Records:

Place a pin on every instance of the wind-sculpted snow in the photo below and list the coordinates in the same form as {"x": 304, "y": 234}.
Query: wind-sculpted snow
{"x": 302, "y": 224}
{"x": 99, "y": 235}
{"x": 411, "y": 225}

The request:
Transcribe each of the rows above verbatim, preserving every line without alteration.

Output of the exercise:
Place a pin on every instance of the wind-sculpted snow in the photo below and list the coordinates in the same form as {"x": 304, "y": 234}.
Query: wind-sculpted snow
{"x": 302, "y": 224}
{"x": 99, "y": 235}
{"x": 411, "y": 225}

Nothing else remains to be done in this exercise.